WHAT IS NEEDED: Quote every line below exactly and skip any picture.

INFORMATION SUPPLIED:
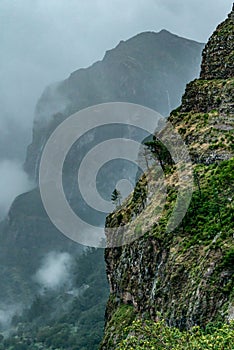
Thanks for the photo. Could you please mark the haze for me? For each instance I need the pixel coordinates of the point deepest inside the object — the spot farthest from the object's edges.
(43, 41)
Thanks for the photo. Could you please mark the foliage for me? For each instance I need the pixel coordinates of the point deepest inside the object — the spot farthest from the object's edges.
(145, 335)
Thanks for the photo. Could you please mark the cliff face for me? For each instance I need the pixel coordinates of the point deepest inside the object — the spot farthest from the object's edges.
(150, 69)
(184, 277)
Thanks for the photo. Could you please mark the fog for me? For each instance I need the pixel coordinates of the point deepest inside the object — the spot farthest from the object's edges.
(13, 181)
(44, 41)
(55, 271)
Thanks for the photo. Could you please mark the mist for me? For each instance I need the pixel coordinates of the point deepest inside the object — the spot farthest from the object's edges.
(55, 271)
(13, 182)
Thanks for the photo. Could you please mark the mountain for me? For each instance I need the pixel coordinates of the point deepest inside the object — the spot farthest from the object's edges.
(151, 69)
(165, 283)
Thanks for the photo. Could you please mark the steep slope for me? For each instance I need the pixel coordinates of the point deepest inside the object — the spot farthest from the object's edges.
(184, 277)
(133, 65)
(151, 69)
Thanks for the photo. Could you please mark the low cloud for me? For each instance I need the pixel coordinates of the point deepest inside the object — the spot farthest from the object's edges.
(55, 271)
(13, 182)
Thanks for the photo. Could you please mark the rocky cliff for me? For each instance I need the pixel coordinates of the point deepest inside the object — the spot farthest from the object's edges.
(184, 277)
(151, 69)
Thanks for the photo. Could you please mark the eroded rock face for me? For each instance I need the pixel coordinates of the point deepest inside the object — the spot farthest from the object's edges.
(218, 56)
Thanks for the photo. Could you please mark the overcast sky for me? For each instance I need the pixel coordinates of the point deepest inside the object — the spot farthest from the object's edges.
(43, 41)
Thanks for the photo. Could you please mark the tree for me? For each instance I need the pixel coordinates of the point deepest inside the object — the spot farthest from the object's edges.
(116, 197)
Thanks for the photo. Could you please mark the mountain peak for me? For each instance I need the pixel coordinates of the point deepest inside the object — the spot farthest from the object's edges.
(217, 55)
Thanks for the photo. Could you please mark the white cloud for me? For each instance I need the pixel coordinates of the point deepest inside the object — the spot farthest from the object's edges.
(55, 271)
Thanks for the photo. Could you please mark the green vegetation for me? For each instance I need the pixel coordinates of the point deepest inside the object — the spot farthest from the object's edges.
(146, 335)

RESPONSE TO THE TASK:
Thanks for the photo. Could you please mark the haze for me? For each instance I need the pixel coordinates of the point deepest inside the object — the spot farthest from the object's edges.
(43, 41)
Thanks for the photo. Could you please mark the foliage for me? For each instance I need the pixel coordinates of the point deepest inside the object — the spot farthest from the object's edges.
(145, 335)
Thanks for the photo. Could you please mark the cliff face for me? For each instance I need the pixel coordinates of the point deepest inside the object — the spot farthest from the object's edges.
(150, 69)
(184, 277)
Thanks for the photo. Could you please mark the fog for me? For each instance I need the pixel coordinates of the point deepest inside the object — the spot farthest from the object's edges.
(13, 181)
(44, 41)
(55, 271)
Thanks for the photo. Could you please mark the mist for me? For each instance I need the pixel coordinates of the point deepest inside the object — the spot farthest from the object's edges.
(55, 271)
(13, 182)
Thanks for the photo. Could you please mark the mountain for me? For each instance I need the pixel coordinates of the point deepest inside the object — the spot farthest from the object's edges.
(151, 69)
(165, 283)
Thanks for the photo. Could you please mark the steep slope for me? For each instance I need the pixel coordinates of the point deepest inside the object — the spot farthest from the object's edges.
(184, 277)
(133, 65)
(151, 69)
Thanks for the photo. Could you please mark the low cloud for me? For each instance I need the pixel coordinates of the point deepest inside the object — the spot farthest from the object's edges.
(55, 271)
(13, 182)
Thanks for the photo. Could you please mark the rocky cliff for me? For each instance I need the pixel coordinates of the point deepest inside the object — the spot farthest from the object's edges.
(184, 277)
(151, 69)
Thanks for the photo. Could you please mark the eroded rock face for me? For each instance I need the pixel coordinates of the point deepest inside the object — the spot farthest from the object's edges.
(218, 56)
Thanks for the photo. Could you please mark the overcast sky for me? For each instance I need the pixel coordinates of the point deepest inside the object — the spot farthest from the object's edges.
(43, 41)
Thanks for the photo. Could you please mark the tree for me? For each instance I need the pixel coordinates of the point deepest inside the object — the spot farthest from the object's edges.
(116, 197)
Thanks for the photo. Could you please mark the mountain peak for me? For each instance I need the pixel coordinates of the point deepest inside the object — the spot farthest from the object's edges.
(217, 55)
Thanks for the photo. Could you please mark the white cloud for me? For each instance I need the pixel coordinates of the point deepest inside the object — the spot farthest from the object's edges.
(55, 271)
Thanks for the photo. Could you please mark the green vegetation for me? For each instance I need the pixel coordinates of the point deepest inside the object — the spot farthest from the object's edges.
(146, 335)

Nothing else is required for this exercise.